Passage given >>
>> Begin
The Beths may be going places

The Sinclair, Cambridge, Mass., February 27, 2023

Reviewed by Jeffrey B. Remz

With the snow about to fall overnight, one of New Zealand's finest, The Beths, warmed up a cold winter night with their well-honed brand of indie rock.

For the most satisfying quartet, that meant somewhat of a punky sound at times combined meshed with straightahead pop leanings.

The Beths – lead singer Elizabeth Stokes (the band is named after her), lead guitarist Jonathan Pearce; bassist Benjamin Sinclair and drummer Tristan Deck – quite simply click well together. Stokes acquitted herself well in commandeering the songs with Deck and Sinclair setting the rhythm. Pearce sometimes added a punky element with his taut guitar work, but much of his work operated beneath the radar screen (the very short "I Want to Listen" and the very melodic lines of "Jump Rope Gazers").

The Beths moved easily between their musical elements, keeping a very fast pace in song after song except for the quiet, very subdued vocally and musically "You Are a Beam of Light."

But that was before they lit into the closing "Little Death" with Deck's light touch quickening the pace before Pearce took over on guitar and Deck then galloped away with his drumming. A strong end to an engaging show.

And while Stokes tended to be the focal point, she certainly wasn't afraid to share the love as she did during one between-song banter as The Beths passed the mic from member to member with each having a chance to yap and joke around.

The Beths are making their stay in the Boston worthwhile as this was the first of two sold-out shows, an indication that this is a band going places. Maybe their time has come. With well-delivered songs and playing, not to mention a playful, warm stage presence from all, it's easy to see why.
>> End
Stored records >>
>> Begin
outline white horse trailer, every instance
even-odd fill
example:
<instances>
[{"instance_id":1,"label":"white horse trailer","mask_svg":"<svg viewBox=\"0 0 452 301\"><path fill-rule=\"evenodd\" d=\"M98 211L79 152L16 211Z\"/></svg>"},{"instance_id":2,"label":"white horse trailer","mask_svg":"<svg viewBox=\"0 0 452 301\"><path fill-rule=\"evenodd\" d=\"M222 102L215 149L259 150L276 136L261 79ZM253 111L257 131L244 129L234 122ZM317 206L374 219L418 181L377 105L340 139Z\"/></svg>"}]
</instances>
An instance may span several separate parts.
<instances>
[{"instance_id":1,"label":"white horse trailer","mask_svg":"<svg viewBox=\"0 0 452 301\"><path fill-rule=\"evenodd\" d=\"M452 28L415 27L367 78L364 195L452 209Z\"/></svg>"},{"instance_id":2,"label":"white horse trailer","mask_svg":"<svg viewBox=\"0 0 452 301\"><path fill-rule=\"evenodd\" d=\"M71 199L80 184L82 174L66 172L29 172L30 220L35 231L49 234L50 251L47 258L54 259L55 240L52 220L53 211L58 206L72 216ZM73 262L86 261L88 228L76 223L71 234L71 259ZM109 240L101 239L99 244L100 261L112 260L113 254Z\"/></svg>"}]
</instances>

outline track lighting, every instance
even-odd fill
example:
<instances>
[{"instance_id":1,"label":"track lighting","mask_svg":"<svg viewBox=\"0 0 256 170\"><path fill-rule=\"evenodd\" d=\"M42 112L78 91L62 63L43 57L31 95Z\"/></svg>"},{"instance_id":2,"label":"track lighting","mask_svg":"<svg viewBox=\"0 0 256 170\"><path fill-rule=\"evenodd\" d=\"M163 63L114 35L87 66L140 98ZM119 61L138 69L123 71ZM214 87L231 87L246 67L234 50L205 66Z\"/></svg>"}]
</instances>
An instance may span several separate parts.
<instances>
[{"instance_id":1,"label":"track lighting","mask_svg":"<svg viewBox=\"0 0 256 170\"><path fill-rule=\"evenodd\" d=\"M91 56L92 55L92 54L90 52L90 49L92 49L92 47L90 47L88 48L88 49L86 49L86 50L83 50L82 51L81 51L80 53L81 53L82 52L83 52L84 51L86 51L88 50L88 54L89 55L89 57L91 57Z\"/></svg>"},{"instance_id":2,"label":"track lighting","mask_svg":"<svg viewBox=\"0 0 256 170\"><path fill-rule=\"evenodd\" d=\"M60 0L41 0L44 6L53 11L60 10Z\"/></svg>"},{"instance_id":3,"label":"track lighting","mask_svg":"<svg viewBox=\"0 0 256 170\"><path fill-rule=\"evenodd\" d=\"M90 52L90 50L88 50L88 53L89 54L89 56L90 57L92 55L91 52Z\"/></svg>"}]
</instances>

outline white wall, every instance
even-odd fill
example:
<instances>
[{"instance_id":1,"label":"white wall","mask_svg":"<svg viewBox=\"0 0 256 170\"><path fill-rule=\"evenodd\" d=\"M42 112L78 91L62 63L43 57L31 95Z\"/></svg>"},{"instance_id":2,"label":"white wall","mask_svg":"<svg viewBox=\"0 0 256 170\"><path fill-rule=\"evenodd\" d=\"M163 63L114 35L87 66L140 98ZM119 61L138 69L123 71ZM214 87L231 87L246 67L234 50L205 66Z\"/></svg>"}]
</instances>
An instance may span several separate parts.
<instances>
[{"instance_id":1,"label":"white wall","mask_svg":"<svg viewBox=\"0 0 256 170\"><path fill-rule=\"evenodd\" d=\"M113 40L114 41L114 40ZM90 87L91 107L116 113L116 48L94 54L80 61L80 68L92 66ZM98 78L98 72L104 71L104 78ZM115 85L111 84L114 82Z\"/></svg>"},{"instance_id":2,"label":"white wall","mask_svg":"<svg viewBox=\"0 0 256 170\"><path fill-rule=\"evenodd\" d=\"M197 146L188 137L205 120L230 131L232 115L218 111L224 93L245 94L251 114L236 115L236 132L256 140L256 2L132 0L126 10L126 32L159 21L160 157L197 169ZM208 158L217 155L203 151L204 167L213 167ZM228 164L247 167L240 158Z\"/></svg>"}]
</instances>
>> End
Instruction >>
List every song title mentioned in the concert review. The lines above come from a separate source.

The response >>
"I Want to Listen"
"Jump Rope Gazers"
"You Are a Beam of Light"
"Little Death"